→ Given passage

::::::::

(how-to-select-algorithms)=
# How to select a local optimizer

This guide explains how to choose a local optimizer that works well for your problem. 
Depending on your [strategy for global optimization](how_to_globalization.ipynb) it 
is also relevant for global optimization problems. 

## Important facts 

- There is no optimizer that works well for all problems 
- Making the right choice can lead to enormous speedups
- Making the wrong choice can mean that you cannot solve your problem at all


## The four steps for selecting algorithms

Algorithm selection is a mix of theory and experimentation. We recommend the following 
for steps:

1. Theory: Select three to 5 candidate algorithms based on the properties 
of your problem. Below we provide a simple decision tree for this step.
2. Experiments: Run the candidate algorithms fo a small number of function 
evaluations. As a rule of thumb, use between `n_params` and `10 * n_params`
evaluations.

::::::::

→ Record set
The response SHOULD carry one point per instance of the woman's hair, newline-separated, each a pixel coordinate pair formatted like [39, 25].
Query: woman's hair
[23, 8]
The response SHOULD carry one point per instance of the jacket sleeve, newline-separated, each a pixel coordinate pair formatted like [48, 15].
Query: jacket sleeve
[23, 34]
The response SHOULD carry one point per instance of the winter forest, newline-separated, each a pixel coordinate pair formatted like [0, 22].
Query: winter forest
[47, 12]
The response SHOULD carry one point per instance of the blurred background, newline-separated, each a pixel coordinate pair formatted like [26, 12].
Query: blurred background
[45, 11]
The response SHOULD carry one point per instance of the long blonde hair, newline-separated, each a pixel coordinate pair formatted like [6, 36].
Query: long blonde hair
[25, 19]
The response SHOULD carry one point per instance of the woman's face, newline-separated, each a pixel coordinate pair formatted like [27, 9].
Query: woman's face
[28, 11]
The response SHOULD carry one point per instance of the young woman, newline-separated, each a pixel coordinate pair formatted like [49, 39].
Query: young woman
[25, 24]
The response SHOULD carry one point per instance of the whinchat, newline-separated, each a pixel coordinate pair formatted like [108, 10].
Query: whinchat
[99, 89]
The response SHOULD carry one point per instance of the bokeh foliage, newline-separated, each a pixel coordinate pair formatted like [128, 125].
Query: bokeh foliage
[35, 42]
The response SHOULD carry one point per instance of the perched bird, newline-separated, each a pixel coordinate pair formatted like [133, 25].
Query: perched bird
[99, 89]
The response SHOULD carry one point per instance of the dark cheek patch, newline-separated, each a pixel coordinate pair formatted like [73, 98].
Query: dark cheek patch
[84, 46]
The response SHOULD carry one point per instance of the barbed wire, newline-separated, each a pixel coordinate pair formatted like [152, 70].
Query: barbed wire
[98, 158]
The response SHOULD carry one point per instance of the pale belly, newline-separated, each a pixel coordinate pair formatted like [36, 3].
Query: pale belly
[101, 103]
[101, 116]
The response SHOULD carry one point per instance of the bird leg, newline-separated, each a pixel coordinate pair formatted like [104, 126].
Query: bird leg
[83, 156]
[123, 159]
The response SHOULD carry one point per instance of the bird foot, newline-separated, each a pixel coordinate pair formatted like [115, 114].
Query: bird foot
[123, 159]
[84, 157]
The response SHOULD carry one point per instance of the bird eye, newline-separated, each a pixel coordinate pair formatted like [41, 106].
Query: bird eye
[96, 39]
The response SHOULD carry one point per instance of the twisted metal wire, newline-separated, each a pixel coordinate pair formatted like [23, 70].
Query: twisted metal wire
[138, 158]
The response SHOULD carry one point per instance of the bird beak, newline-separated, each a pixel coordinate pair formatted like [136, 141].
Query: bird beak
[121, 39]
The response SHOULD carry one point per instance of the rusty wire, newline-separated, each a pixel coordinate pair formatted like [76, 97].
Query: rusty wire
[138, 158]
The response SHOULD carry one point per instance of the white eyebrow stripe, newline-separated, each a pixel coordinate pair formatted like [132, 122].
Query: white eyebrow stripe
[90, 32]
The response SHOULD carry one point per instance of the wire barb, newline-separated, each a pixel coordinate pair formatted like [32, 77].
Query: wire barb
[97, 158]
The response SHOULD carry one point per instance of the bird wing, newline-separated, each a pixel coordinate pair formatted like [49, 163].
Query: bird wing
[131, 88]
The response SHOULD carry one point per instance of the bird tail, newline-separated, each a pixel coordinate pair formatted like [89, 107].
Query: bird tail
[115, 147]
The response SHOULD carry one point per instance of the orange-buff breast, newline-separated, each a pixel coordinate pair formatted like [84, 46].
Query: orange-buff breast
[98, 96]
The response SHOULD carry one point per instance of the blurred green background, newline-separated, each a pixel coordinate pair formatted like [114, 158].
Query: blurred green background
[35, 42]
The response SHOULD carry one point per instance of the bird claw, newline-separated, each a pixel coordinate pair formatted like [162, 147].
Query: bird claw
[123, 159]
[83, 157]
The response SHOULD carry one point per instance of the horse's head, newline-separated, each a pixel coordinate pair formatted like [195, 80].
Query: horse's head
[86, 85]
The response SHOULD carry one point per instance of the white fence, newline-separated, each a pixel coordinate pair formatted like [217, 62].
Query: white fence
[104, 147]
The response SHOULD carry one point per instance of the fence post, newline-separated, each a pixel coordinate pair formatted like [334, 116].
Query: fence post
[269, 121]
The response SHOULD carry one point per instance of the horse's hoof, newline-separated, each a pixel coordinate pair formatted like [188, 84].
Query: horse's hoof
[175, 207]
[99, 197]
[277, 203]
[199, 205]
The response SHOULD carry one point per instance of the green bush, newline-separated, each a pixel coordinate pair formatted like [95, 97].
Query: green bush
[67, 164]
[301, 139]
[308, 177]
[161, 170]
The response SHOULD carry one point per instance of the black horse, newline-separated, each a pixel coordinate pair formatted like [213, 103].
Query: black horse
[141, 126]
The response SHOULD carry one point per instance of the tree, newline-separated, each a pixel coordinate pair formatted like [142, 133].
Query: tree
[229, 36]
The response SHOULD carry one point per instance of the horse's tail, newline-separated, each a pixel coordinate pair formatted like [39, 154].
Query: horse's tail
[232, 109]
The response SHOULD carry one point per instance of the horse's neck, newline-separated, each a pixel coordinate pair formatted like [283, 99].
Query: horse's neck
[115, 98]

::::::::

→ Problems and tasks
**a)** How would you restate the paragraph beginning "This guide explains how to choose" from the optimizer guide in one shorter sentence that keeps its main facts?
**b)** Why does the optimizer guide treat the choice of a local optimizer as so important?
The lines have nothing to do with the optimizer guide.

→ Problem solutions
**a)** The guide helps you pick a local optimizer suited to your problem, and depending on your global optimization strategy, it can apply to global problems too.

**b)** No optimizer works well for every problem. The right choice can bring enormous speedups, and the wrong one can leave you unable to solve your problem at all.